Ongeveer drie weken geleden vroeg [verdachte] aan mij of ik aan de grondstoffen voor speed kon komen. Hij vroeg aan mij of ik kon komen aan alpha-methylacetoacetonetrile. Hij wilde vier of vijf ton hiervan hebben. Ik vertelde [verdachte] dat ik dat niet wilde leveren. [verdachte] werd op dat moment boos op mij en zei dat ik moest leveren omdat de rekeningen van de auto's dan niet meer betaald zouden worden. Hij zei dat hij mij zou slopen en dat hij daar best de gevangenis voor in wilde.
Vanaf dat moment is hij mij elke dag gaan bellen op de telefoon die ik van hem had gekregen. Over deze telefoon werd de druk steeds opgevoerd dat ik de grondstoffen wel moest leveren. Ik bleef dit weigeren en daarop heeft hij mij meerdere malen bedreigd. Hij heeft vaak tegen mij gezegd dat hij mij dood zou maken en dat er dingen met mij zouden gebeuren. Tijdens het gesprek werd het mij duidelijk dat mij dan erge dingen zouden overkomen. Ik ben de afgelopen drie weken dagelijks door hem gebeld en bedreigd. Als ik [verdachte] zag had hij meestal [betrokkene 2] (handje) [de rechtbank begrijpt: verdachte] bij zich. Vorige week dinsdag heb ik een hartaanval gehad waardoor ik een tijdje in het ziekenhuis heb gelegen. De eerste dag dat ik in het ziekenhuis lag kwam [verdachte] langs. Hij zei tegen mij dat hij kwam om te kijken of ik wel echt een hartaanval heb gehad en dat ik niet probeerde om onder een levering uit te komen.

MAAK HET VOLGENDE:
A – Beantwoord de volgende vragen over de verklaring.
(i) Hoeveel ton alpha-methylacetoacetonetrile wilde [verdachte] hebben?
(ii) Hoe vaak werd de ik-persoon de afgelopen drie weken door [verdachte] gebeld?
(iii) Waarom kwam [verdachte] volgens zijn eigen woorden naar het ziekenhuis?
B – Neem uit de verklaring letterlijk het deel over dat opent met de woorden "Ongeveer drie weken" en sluit met "voor in wilde.".
Het materiaal is voor deze opdrachten niet nodig.

BESCHIKBARE GEGEVENS:
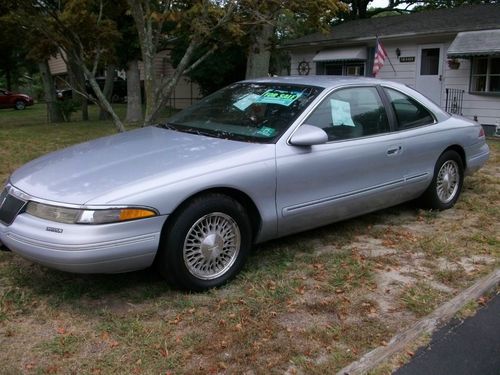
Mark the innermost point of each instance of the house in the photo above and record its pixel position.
(185, 93)
(450, 55)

ANTWOORDEN:
A –
(i) Vier of vijf ton.
(ii) Dagelijks.
(iii) Om te kijken of de ik-persoon echt een hartaanval had gehad en niet probeerde onder een levering uit te komen.

B –
Ongeveer drie weken geleden vroeg [verdachte] aan mij of ik aan de grondstoffen voor speed kon komen. Hij vroeg aan mij of ik kon komen aan alpha-methylacetoacetonetrile. Hij wilde vier of vijf ton hiervan hebben. Ik vertelde [verdachte] dat ik dat niet wilde leveren. [verdachte] werd op dat moment boos op mij en zei dat ik moest leveren omdat de rekeningen van de auto's dan niet meer betaald zouden worden. Hij zei dat hij mij zou slopen en dat hij daar best de gevangenis voor in wilde.